GIVEN PASSAGE:
==========

Hills Domestic Violence Report – February 10, 2015
The following article was written by Sarah Kaplan for today’s Washington Post. It describes an incredible moment that occurred last night when the President of America appeared on the Grammys and lent his voice to plead with the nation to end the senseless epidemic of Domestic & Sexual Violence that is destroying millions upon millions of lives. Let us hope that key leaders across Australia will also use their voices in the same way. Enough is enough:
When Brooke Axtell was a child, her nanny took her to the basement of a strange house and sold her to men who raped her.
Last night, 27 years after being trafficked, she became the face of an awards show’s push against domestic violence, speaking at the Grammys before an audience of millions.
“Authentic love does not devalue another human being. Authentic love does not silence, shame or abuse,” Axtell said in a spoken-word piece that introduced Katy Perry’s stripped-down rendition of “By the Grace of God.”
“Please reach out for help,” Axtell implored. “Your voice will save you.”
Axtell’s speech, which followed a video public-service announcement about rape from President Obama, lasted less than two minutes — a brief blip in the glitz of the three-hour event. But for Axtell, a longtime activist against sexual violence, it’s the latest and most high-profile achievement of her life’s work.
Axtell’s experience with sexual abuse began when she was 7 years old. Her mother was hospitalized and her father traveled for his job, so she was cared for by a succession of nannies, among them a young seminarian she calls “Jim.”
In a piece titled “What I Know of Silence,” written for an anthology of women’s writing in 2012, Axtell recounts in graphic detail how Jim abused and threatened her.
“Jim tied me up and called me a whore. He gave me to other men who pay to rape little girls and film it for their private pornography collections,” she wrote.

==========

THE PROBLEM: Carry the report on Brooke Axtell's Grammys speech forward from its last sentence. The listing has no connection to the report on Brooke Axtell's Grammys speech.

AVAILABLE DATA:

==========

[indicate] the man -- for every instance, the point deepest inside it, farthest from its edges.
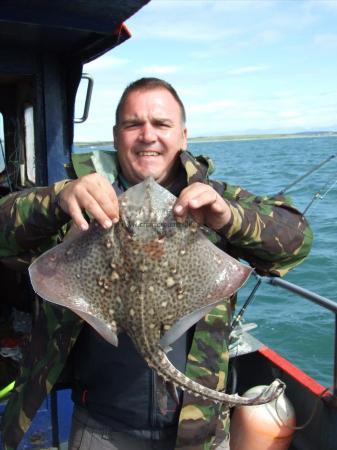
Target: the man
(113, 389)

==========

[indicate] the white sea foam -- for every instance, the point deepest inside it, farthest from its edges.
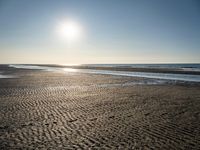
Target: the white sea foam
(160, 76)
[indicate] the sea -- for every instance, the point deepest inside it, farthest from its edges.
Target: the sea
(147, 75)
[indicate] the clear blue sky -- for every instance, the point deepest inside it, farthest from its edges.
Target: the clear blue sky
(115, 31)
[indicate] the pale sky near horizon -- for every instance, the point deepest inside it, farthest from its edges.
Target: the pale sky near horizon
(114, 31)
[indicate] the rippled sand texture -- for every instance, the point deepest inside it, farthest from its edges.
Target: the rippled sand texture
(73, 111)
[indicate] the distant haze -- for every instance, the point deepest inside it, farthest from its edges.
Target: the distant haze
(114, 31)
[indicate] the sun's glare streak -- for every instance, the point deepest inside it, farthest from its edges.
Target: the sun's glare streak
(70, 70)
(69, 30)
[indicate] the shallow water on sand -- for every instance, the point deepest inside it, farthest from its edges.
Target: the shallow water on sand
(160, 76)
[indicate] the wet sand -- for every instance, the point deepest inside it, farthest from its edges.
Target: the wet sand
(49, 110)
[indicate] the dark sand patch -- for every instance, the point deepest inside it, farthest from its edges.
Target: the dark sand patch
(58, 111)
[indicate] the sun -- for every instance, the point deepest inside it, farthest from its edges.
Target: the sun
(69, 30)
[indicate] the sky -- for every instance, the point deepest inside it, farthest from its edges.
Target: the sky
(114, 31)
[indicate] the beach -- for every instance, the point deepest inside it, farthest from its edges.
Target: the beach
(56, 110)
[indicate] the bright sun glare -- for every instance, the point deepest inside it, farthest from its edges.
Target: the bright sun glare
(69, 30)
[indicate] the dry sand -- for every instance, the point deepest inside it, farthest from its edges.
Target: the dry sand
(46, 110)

==========

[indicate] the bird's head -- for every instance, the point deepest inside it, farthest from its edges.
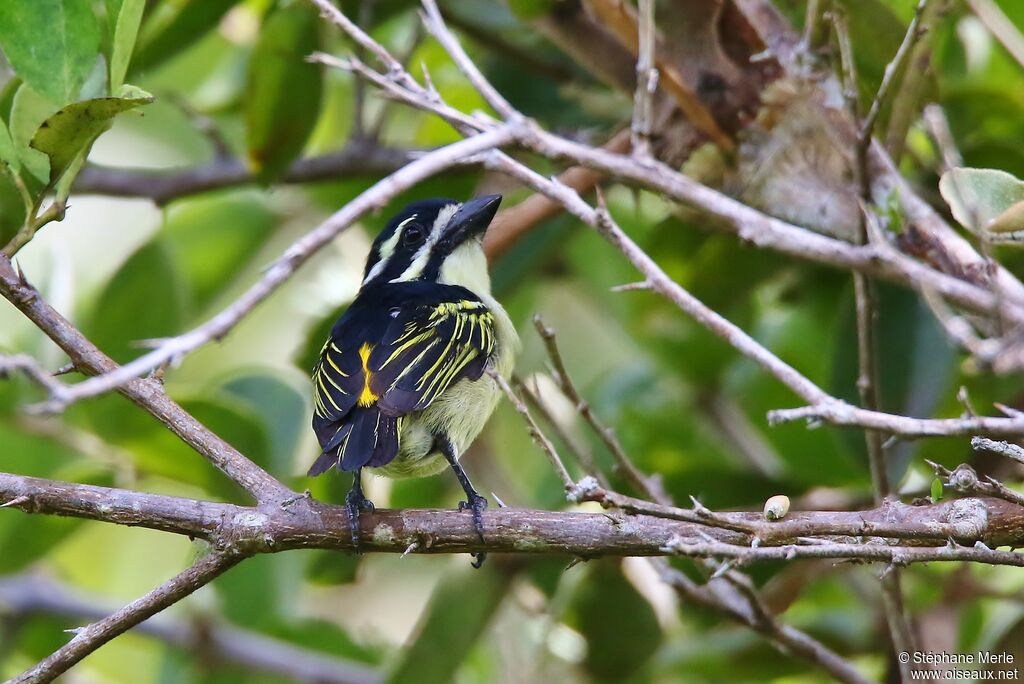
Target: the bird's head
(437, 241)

==========

EXERCISE RESULT:
The essay goes on to describes the basement where she was trafficked, furnished with a cot, a cage, chains and a camera, and the shame she felt for what happened there. Even after Jim left, that shame kept her from reporting him.
Axtell carried the secret of her abuse into adulthood, when she again became a victim of sexual violence — this time at the hands of her boyfriend.
“I was terrified of him, and ashamed I was in this position,” she said in her speech at the Grammys. “I believed my compassion could restore him and our relationship. … But my compassion was incomplete because it did not include me.”
It wasn’t until her boyfriend threatened to kill her that Axtell sought help. She told the story of her abuse to her mother, who connected her with a local domestic violence shelter.
“This conversation saved my life,” Axtell said.
In “What I Know of Silence,” Axtell describes the role art played in helping her recover from her experiences. A singer and poet, she has released three albums and two collections of poetry.
Art, she told Salon, is what made her a survivor, not a victim.
“When we express our creativity, we have the power to decide how we will relate to our trauma and the story we will tell about our lives,” she said.
After attending a recovery group for survivors of childhood sexual abuse, Axtell decided to start speaking openly about her experience.
“I sensed that if I could draw pictures of the abuse, write about the abuse, and bring every trace of shame into the light, it could not destroy me,” she wrote in “What I Know of Silence.”
Axtell went on to found Survivors Healing and Empowerment, a support group for victims of sexual violence, and became a speaker for the Rape, Abuse and Incest National Network. She also started working with SafePlace, a domestic violence shelter in her hometown of Austin. That’s where Grammys executive producer Ken Ehrlich heard about Axtell’s activism.
“Ken said they want to find ways to not only honor the creative work of their musicians and performing artists, but also to give them a platform to speak about issues that are important to them,” Axtell said in an interview with Slate.
After putting a spotlight on marriage equality during last year’s ceremony, when Queen Latifah officiated a mass wedding of 33 same-sex coupleswhile Macklemore performed “Same Love,” Ehrlich wanted to focus this year’s show on violence against women.
“By the Grace of God,” the song Ehrlich chose to pair with Axtell’s speech, is not explicitly about domestic violence. Though Perry said she contemplated suicide after her breakup with Russell Brand, whom the song is about, she has never described their relationship as abusive.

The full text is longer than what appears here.